¿Puedes copiar sin cambios el fragmento del pasaje sobre Jean d’Ormesson que comienza en "Desde hace tres" y termina en "a su final?."?

#### [Pasaje citado]
****

Sucede que Jean d’Ormesson es católico. Quiere comunicar esperanza a los demás, pero también a sí mismo, pues no ha sido ajeno al peso de la historia ni a las múltiples razones que han llevado a tantos hombres a dejar de creer en Dios, en que la vida tenga sentido o, incluso, en las ideologías. Así, d’Ormesson se puso a estudiar las obras de los científicos más acreditados de su aquí y ahora. Concluye que, si todo lo que llamamos vida cobra realidad a partir del Big Bang, ¿qué hubo antes del Big Bang? Y escribe: “Antes del mundo y su tren, no había espacio y no había tiempo. Había, desde luego, algo: la eternidad. La eternidad se confunde con el todo y con nada, la nada”.
D’Ormesson presiente que, como aquel personaje de Dostoievski, si Dios no existe, todo está permitido. Si no hay esencias ni naturaleza humana, la vida sería una lucha por la vida: entropía pura y, como consecuencia, la imposición de la ley del más fuerte; una minoría de opresores y una mayoría de subyugados. Sería un retorno a la barbarie y, como resultante, quien no sea útil debe desaparecer pues representa una carga para la sociedad; luego, los inútiles padecerán la exclusión, a saber, el descarte o incluso la muerte.
Hace catorce mil millones de años, poco más o poco menos, se produjo una explosión. Fue nuestro buen y viejo big bang, donde comienza todo lo que somos ahora… El espacio sale de la nada… Entra por una portezuela y, a pasos medidos, va produciendo una fase de expansión que continúa hoy. Inseparable del espacio, el tiempo comienza a transcurrir. Nacen las estrellas, las galaxias, el Sol y la Luna, la Tierra, la guerra del fuego, las pirámides de Egipto, la caída de Troya, la Acrópolis de Atenas, la Gran Muralla China, Las confesiones de san Agustín, El sueño de santa Úrsula por Carpaccio y El sueño de Constantino por Piero della Francesca, la Cantata del café de Bach y La vida parisiense de Offenbach. Yo escribo estas palabras que tú estás leyendo. El mundo sigue en marcha…
Un principio lleva a vislumbrar, anticipar, suponer un final. El libro de d’Ormesson tiene un subtítulo: “La única cuestión es Dios, que exista o que no exista”. Dios remite a la nada primigenia —animada, primer motor—, pero, también, al Misterio.
Desde hace tres mil años, y sobre todo después de un poco más de un siglo, desde el tiempo nuestro o el de nuestros padres, la ciencia ha descubierto que la tierra era redonda, que deba vuelta alrededor del sol, que en la Tierra como en el cielo todos los objetos se atraían entre ellos, que las galaxias se dispersaban en el espacio, que el universo se expandía y que antes de llegar a un final ineludible mucho antes había conocido un principio. Un misterio profundo se revela de este fin y aún más de aquel principio. ¿Cómo se pasó de la nada a lo que llamamos nuestro todo, de la eternidad hasta nuestro tiempo, de la nada a este mundo siempre en vías de desarrollarse hasta llegar a su final?.

****

#### [Conjunto de registros]
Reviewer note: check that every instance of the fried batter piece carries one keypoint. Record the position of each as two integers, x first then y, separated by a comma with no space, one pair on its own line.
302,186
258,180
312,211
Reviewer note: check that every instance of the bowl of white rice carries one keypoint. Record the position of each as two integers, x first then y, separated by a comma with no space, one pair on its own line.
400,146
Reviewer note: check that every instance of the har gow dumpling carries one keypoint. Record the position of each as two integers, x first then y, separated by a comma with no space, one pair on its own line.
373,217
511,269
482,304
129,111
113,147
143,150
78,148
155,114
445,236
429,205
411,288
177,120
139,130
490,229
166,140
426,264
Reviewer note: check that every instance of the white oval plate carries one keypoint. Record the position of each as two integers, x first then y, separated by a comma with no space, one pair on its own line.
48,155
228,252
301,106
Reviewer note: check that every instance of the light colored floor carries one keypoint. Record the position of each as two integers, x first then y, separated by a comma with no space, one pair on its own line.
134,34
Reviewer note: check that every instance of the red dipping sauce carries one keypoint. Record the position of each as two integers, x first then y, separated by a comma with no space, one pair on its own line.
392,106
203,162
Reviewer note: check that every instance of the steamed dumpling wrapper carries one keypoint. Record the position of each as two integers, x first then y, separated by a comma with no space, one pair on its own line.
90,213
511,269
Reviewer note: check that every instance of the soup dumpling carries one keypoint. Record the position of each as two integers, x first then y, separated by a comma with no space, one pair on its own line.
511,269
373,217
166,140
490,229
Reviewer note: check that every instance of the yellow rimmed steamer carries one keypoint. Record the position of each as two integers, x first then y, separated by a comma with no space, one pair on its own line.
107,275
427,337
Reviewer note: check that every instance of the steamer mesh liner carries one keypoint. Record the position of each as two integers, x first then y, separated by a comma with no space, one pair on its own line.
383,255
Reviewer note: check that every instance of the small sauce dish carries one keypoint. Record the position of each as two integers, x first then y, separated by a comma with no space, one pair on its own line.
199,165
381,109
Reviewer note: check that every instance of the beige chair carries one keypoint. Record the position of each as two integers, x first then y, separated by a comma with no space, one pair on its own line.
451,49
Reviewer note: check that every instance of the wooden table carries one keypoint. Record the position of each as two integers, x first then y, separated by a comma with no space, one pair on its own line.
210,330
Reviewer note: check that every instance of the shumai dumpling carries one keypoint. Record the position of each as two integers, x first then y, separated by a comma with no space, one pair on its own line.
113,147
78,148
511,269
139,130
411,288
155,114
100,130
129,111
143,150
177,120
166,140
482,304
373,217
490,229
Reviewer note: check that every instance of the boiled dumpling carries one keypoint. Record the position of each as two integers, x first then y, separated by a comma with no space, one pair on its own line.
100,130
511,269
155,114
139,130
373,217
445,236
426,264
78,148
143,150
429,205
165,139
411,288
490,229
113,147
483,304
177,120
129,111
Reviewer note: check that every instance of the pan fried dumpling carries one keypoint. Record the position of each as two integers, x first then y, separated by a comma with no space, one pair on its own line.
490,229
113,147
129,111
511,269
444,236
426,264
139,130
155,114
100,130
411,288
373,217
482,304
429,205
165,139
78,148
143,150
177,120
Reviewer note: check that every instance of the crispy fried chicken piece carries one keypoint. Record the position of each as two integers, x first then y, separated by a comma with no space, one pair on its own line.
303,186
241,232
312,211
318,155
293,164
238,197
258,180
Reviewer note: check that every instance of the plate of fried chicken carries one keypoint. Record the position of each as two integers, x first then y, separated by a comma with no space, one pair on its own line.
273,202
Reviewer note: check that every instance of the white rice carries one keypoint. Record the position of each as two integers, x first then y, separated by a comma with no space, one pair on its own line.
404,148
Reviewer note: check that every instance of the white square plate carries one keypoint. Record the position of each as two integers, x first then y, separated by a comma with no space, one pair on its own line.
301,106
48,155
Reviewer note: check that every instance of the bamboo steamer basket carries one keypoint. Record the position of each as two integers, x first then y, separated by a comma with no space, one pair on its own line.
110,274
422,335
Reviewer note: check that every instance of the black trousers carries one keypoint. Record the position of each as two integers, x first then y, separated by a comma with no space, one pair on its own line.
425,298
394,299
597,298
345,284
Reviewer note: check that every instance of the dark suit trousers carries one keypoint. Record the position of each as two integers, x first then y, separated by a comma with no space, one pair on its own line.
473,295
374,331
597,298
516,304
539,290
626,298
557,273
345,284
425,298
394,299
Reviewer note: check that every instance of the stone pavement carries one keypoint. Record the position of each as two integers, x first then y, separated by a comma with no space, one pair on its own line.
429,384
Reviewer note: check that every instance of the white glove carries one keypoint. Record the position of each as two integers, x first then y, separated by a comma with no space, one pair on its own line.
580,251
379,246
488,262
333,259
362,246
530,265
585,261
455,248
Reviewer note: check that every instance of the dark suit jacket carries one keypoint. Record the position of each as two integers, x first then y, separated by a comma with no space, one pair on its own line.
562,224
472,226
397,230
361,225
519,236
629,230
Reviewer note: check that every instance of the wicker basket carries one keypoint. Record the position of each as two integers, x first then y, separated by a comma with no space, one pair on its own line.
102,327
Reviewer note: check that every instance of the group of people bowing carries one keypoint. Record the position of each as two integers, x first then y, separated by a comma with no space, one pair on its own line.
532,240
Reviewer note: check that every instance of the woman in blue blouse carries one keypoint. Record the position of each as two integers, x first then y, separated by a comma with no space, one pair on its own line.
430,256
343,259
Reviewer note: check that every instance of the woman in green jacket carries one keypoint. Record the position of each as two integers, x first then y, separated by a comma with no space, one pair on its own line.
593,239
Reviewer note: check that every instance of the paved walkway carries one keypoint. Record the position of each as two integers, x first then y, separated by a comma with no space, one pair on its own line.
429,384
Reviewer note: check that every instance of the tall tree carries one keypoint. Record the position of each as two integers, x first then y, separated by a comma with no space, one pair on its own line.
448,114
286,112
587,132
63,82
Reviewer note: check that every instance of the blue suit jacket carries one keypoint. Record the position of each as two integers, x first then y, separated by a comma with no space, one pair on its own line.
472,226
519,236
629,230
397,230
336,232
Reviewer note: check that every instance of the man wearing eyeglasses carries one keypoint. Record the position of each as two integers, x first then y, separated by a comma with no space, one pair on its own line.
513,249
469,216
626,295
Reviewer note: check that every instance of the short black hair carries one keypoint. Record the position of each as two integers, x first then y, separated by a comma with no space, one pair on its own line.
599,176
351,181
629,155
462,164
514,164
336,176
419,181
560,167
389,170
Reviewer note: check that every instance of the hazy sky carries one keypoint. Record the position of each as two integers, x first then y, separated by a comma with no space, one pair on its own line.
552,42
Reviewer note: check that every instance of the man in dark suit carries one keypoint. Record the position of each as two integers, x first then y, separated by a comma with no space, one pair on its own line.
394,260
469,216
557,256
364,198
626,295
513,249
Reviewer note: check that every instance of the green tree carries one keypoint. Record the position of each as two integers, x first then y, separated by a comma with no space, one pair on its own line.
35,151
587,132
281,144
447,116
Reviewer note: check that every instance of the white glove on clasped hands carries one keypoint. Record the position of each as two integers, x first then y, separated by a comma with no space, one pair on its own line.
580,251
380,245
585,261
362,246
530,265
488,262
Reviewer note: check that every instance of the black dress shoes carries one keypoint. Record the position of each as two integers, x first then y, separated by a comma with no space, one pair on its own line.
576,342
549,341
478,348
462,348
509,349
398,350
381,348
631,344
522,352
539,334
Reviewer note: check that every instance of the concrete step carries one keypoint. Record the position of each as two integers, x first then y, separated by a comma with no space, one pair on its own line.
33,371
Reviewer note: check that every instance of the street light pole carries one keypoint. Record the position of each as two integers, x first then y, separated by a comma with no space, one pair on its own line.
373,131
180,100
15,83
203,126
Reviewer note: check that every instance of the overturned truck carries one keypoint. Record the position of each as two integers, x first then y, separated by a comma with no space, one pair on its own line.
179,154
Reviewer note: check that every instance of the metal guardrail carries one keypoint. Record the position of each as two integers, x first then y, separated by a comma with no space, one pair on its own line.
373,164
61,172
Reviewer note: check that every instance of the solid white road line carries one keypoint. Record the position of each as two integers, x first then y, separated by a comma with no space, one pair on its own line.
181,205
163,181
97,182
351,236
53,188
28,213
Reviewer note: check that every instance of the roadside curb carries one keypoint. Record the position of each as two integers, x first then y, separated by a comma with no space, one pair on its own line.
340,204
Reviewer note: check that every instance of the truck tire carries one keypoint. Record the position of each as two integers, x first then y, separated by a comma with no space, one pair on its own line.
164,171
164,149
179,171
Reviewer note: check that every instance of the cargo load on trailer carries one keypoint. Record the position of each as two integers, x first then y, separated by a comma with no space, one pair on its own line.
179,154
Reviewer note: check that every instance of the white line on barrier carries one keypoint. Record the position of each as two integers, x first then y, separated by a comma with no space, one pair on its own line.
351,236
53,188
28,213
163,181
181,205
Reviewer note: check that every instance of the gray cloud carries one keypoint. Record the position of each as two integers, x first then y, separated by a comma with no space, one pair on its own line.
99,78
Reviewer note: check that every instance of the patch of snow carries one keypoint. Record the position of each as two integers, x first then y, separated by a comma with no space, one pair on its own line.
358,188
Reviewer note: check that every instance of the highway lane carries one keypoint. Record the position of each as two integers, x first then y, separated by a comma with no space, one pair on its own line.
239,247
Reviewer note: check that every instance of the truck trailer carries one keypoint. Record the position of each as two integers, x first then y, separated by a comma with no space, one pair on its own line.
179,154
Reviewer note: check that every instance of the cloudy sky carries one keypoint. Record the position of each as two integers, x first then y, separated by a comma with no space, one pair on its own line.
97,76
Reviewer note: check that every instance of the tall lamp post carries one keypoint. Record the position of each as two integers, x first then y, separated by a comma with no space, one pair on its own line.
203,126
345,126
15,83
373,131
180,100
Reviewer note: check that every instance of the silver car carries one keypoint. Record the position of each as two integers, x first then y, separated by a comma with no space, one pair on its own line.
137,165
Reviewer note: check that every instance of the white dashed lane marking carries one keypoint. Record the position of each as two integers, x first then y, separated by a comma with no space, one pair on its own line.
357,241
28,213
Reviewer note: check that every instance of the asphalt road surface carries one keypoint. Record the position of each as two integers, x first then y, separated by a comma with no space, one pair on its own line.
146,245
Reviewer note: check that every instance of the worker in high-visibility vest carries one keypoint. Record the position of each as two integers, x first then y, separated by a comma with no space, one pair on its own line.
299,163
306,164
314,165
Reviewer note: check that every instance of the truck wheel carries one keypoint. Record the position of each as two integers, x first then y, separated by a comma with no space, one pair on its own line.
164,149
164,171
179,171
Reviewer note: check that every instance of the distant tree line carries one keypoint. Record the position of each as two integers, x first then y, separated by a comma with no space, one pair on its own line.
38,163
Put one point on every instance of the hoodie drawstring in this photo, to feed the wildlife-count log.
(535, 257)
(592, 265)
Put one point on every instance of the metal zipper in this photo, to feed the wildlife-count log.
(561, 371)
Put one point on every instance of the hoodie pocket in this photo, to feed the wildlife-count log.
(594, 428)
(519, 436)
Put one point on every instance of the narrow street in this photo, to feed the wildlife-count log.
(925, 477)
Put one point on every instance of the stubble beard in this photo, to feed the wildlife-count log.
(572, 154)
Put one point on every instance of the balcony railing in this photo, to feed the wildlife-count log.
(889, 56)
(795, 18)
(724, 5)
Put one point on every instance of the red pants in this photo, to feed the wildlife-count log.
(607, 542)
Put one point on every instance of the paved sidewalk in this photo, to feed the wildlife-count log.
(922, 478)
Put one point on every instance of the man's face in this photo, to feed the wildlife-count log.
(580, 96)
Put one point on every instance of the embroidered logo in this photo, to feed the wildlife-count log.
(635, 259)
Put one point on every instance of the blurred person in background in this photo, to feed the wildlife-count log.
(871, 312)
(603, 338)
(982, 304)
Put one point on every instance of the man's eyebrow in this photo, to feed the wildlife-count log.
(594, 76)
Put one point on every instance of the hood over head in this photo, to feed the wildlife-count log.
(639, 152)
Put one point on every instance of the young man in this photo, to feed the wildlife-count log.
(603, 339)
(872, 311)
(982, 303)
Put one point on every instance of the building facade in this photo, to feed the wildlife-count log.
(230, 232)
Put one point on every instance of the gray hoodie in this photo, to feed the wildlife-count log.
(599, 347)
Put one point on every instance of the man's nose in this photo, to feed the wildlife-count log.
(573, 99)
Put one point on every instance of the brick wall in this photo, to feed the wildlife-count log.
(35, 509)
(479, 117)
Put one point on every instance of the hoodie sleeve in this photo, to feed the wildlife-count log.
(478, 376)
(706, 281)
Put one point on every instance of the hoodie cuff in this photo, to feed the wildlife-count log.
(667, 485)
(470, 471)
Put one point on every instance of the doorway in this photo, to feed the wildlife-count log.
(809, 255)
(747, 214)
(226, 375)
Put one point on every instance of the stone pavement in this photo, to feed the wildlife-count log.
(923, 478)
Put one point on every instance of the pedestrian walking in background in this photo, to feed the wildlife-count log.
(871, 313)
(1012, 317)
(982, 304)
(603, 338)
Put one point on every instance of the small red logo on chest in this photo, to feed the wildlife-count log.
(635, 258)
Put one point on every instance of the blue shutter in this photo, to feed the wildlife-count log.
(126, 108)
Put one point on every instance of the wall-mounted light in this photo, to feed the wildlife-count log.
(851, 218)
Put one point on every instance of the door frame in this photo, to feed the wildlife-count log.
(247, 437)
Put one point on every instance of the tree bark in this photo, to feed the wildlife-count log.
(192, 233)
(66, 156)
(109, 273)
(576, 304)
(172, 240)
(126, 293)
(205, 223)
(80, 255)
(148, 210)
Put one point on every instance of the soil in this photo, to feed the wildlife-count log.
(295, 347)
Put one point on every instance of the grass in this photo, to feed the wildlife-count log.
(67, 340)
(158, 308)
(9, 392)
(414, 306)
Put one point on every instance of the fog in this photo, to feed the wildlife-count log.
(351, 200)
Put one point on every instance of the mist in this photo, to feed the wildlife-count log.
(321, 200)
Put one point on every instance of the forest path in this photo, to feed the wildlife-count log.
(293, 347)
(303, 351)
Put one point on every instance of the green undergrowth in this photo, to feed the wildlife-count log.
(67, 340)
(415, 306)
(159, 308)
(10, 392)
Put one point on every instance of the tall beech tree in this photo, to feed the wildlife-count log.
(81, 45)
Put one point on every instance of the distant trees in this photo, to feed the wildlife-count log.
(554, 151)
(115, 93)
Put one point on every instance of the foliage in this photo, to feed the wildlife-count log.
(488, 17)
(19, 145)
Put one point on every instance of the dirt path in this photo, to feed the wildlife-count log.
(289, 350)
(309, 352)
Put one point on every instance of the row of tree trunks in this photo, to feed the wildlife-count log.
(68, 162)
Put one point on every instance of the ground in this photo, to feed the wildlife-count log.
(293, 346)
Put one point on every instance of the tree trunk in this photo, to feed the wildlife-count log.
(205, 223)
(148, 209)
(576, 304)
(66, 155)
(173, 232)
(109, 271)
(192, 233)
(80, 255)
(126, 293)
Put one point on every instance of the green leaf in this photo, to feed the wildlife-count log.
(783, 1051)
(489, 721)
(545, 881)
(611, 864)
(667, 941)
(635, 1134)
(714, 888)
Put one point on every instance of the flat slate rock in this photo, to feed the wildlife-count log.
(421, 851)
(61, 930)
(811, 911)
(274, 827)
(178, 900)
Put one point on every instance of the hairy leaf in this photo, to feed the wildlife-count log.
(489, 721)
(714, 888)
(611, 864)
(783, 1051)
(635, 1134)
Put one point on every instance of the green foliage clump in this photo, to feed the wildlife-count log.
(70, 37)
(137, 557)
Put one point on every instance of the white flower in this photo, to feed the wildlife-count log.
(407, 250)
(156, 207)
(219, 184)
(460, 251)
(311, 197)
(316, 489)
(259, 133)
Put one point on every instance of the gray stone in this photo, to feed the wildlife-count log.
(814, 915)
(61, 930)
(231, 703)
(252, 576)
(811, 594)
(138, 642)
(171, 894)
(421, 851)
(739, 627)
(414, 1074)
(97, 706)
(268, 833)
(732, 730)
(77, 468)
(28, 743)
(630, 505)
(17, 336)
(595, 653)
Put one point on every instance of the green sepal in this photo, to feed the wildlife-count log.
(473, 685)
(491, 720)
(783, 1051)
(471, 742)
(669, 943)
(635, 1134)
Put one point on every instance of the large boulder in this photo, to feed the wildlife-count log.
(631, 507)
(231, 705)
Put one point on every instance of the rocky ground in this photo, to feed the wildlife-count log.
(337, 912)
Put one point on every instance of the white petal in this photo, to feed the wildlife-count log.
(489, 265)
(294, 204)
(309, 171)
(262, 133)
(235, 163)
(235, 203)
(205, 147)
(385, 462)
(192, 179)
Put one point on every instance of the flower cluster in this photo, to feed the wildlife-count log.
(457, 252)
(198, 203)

****

#### [Resultado obtenido]
Desde hace tres mil años, y sobre todo después de un poco más de un siglo, desde el tiempo nuestro o el de nuestros padres, la ciencia ha descubierto que la tierra era redonda, que deba vuelta alrededor del sol, que en la Tierra como en el cielo todos los objetos se atraían entre ellos, que las galaxias se dispersaban en el espacio, que el universo se expandía y que antes de llegar a un final ineludible mucho antes había conocido un principio. Un misterio profundo se revela de este fin y aún más de aquel principio. ¿Cómo se pasó de la nada a lo que llamamos nuestro todo, de la eternidad hasta nuestro tiempo, de la nada a este mundo siempre en vías de desarrollarse hasta llegar a su final?.